▶ _Try it_
From the text below about Maranatha beach camp, copy the passage word for word, beginning at the words "On arrival we" and stopping after "without a doubt.".

On arrival we were greeted by loving children at Maranatha beach camp who were very curious to know learn names. They were extremely eager to help with our luggage and did everything possible to instantly make us feel a part of their community. It was fascinating to see how children of such a young age had so much love to offer yet had such little to their name. Any little thing offered to the children like for example a balloon or a blank page to colour seemed as if it was the greatest thing they’d ever seen. This is what made me realise my blessings and how much is often taken for granted. I regularly replayed these scenarios in my head and thought about how my younger cousins for instance would react if I were to give them a balloon or even a blank page to colour. Both reactions would be incomparable without a doubt.
As a future teacher, my passion for children is immense. I had the privilege of combining my two favourite things together, children and teaching and was able to teach on several occasions. Teaching in extreme weather conditions, controlling class sizes of around 50 children and dealing with their excitement of having a new teacher was not an easy task however it was all part of the experience which I very much enjoyed. Apart from spending class time with the children, weekends were when I had the chance to spend more hours with them. I loved teaching them new games such as ‘duck duck goose’ and ‘down by the river’ as I knew that they were then able to carry out these activities once we were gone. Apart from us being the ones to teach them new games, the children often enjoyed being the teacher and taught us a few of their traditional games too.

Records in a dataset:
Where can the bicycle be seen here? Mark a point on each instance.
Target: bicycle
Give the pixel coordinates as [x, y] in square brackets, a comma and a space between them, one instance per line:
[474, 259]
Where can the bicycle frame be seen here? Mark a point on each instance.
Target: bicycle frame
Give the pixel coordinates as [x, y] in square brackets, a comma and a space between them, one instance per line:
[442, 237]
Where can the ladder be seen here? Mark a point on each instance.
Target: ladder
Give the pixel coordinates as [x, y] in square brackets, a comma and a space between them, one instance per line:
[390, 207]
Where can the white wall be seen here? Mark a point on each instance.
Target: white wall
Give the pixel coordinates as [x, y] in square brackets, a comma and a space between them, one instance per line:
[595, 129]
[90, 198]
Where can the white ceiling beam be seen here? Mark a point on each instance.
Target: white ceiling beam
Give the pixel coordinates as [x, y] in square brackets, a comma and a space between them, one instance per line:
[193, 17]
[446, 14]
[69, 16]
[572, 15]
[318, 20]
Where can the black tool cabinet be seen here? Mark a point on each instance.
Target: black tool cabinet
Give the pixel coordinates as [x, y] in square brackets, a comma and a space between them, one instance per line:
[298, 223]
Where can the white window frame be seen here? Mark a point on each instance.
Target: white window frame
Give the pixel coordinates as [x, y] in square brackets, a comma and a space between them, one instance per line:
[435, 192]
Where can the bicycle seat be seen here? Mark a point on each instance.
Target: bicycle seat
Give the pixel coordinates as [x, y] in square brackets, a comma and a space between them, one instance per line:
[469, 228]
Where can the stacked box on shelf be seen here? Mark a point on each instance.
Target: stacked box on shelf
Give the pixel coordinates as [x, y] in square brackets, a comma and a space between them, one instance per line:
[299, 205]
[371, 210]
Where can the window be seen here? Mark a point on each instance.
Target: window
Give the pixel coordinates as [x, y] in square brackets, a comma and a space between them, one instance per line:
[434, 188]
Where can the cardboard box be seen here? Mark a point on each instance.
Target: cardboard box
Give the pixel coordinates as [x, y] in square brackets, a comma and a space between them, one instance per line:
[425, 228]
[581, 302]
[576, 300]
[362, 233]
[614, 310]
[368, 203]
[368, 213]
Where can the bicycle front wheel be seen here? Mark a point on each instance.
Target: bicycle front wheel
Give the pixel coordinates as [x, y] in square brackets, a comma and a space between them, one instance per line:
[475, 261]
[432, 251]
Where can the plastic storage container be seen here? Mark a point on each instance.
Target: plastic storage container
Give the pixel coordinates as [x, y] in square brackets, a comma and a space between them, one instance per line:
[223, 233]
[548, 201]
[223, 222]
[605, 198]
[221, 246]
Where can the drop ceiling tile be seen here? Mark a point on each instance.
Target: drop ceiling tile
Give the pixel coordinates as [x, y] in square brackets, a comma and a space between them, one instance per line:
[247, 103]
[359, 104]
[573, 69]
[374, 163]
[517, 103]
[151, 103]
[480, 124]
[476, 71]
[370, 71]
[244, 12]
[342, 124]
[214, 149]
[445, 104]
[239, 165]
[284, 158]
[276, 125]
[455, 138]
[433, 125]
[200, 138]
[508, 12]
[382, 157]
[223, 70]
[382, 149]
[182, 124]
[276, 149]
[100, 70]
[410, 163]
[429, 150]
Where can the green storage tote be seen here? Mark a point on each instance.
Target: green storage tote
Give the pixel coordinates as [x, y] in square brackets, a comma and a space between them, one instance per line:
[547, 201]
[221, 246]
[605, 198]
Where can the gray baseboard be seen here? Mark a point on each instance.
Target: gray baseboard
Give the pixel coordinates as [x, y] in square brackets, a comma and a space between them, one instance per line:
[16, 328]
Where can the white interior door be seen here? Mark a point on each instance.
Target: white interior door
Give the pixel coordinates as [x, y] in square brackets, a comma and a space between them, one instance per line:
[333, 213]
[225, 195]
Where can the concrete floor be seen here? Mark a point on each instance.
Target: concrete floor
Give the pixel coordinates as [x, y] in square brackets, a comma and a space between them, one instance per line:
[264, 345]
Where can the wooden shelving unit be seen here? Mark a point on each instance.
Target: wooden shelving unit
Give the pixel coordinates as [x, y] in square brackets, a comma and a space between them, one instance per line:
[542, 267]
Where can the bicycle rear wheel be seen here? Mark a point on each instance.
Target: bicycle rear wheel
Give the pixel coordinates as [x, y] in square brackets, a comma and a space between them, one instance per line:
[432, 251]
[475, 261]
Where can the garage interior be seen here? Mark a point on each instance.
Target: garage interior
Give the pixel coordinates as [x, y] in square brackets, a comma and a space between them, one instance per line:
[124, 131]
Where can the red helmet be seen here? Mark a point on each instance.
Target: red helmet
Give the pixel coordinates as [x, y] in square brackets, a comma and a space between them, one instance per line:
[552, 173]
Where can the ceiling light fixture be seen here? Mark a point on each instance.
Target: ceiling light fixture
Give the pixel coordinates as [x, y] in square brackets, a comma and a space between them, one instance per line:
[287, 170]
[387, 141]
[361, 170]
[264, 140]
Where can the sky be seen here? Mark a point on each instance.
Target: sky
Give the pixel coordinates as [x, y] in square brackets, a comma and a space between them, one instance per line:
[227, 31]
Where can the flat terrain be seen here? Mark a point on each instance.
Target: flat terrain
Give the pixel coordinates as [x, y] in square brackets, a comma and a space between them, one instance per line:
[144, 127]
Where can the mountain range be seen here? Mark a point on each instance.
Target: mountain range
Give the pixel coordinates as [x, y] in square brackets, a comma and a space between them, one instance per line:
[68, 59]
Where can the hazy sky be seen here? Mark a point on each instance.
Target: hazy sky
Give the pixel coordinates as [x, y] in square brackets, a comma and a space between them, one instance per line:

▶ _Expected answer_
On arrival we were greeted by loving children at Maranatha beach camp who were very curious to know learn names. They were extremely eager to help with our luggage and did everything possible to instantly make us feel a part of their community. It was fascinating to see how children of such a young age had so much love to offer yet had such little to their name. Any little thing offered to the children like for example a balloon or a blank page to colour seemed as if it was the greatest thing they’d ever seen. This is what made me realise my blessings and how much is often taken for granted. I regularly replayed these scenarios in my head and thought about how my younger cousins for instance would react if I were to give them a balloon or even a blank page to colour. Both reactions would be incomparable without a doubt.